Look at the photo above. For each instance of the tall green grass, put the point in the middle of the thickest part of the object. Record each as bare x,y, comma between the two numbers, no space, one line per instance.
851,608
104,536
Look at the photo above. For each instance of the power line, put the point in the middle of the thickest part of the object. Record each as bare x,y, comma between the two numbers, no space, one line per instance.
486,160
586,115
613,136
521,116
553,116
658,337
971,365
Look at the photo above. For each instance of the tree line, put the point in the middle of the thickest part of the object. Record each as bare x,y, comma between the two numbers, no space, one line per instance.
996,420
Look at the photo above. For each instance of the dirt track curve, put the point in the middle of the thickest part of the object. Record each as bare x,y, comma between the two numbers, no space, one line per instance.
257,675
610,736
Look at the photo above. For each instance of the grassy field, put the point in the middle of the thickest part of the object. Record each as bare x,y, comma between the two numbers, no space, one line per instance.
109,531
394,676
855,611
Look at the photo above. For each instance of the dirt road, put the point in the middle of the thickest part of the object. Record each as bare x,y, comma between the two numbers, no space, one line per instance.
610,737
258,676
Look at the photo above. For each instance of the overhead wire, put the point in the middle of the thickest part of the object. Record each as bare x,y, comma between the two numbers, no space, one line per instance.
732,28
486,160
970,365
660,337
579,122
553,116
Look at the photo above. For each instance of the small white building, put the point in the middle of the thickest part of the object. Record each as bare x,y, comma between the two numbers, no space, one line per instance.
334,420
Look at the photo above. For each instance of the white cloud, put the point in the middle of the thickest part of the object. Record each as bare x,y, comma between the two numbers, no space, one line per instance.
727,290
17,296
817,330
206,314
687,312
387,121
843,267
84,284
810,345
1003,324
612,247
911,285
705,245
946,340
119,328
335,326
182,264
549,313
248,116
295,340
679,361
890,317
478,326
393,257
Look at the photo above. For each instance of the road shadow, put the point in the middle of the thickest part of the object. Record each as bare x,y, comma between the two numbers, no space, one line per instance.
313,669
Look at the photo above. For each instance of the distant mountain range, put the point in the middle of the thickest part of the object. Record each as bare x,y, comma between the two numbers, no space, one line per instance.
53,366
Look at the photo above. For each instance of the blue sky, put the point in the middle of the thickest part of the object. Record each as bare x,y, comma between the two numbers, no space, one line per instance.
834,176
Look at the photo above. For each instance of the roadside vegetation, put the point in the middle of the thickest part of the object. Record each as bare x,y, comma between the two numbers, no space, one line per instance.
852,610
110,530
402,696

=-=-=-=-=

*WHAT THE TASK ASKS*: Could you retype every record above exactly as written?

*SOLUTION FOR THIS TASK*:
Look at the photo above. For each instance of the tall green grass, put the point in the middle of the thickest part of the object. Record each as bare x,y, comma between the two numbers, no space, one line per instance.
851,608
104,536
Look at the photo above. For each instance of the power line, put the point in the middle of the thickest part of the object. Record each as bare x,y, comma between the two numbers, no space, one line per instance.
486,160
586,115
613,136
521,116
553,116
658,337
971,365
Look at the photo above. For each instance of the tree line, put the point in the middle of the thickest part of the object. Record each as bare x,y, comma between the two numbers, no space, one line per instance.
996,420
Look at the photo above. For each instance of the dirt track curve, put the point in the middle of the thickest part of the object. Record each as bare x,y, comma between the two numbers, no space, one line per instance.
257,675
610,736
Look at the photo above. For each instance of the grassy field, put the point in the middle of the thickest part of the object. Record each as bare x,y, comma between the two numbers, no space, one line per instance.
109,531
394,676
855,611
Look at the photo above. For each instance of the dirt road, put the point in the middle of the thickest part of the object. Record each as bare x,y, comma between the two numbers, no space, one line per instance.
610,737
258,676
Look at the photo above. For each instance of the overhead wire, put the point in the middle of the thickest part of the object. Record each as bare x,y, comma between the two numbers, no space, one line per instance.
732,28
486,160
970,365
660,337
579,122
553,116
Look at the photo above. For each instance of the small white building, put the point in the middle of the thickest part of the object. Record each as bare x,y, comma between the two numbers, no space, one line per instance.
334,420
Look at the photo above. For each instance of the white cloud, put the point in the middle of the thickest part of the object. Record each as bare x,y, comma between the two numbers, no space, one line per instance.
727,290
17,296
817,330
206,314
687,312
387,121
843,267
84,284
810,345
1003,324
612,247
911,285
705,245
946,340
119,328
335,326
182,264
549,313
248,116
295,340
679,361
890,317
478,326
393,257
Look at the photo above. For each instance of the road shadow, put the point in the middle of the thickest part of the object. Record each as bare x,y, comma between the two numbers, no space, one line per instance.
313,669
Look at the photo above. For each instance of the distant mountain range, put the point in the middle of the thickest part of the object. Record each as bare x,y, comma between the two numbers, no space, one line per instance.
53,366
Look at the photo above. For each instance of the blue sky, put the point in the middle of the thickest part of the object. Record each as bare x,y, comma between the two numbers, no space, one line per instance.
834,176
Look at the photo above. For each instance of the roadside vegetation, put the point in the middle of the thickest part of the object. Record each as bare x,y, comma between the two numbers, no space, one line per instance.
852,610
110,530
402,696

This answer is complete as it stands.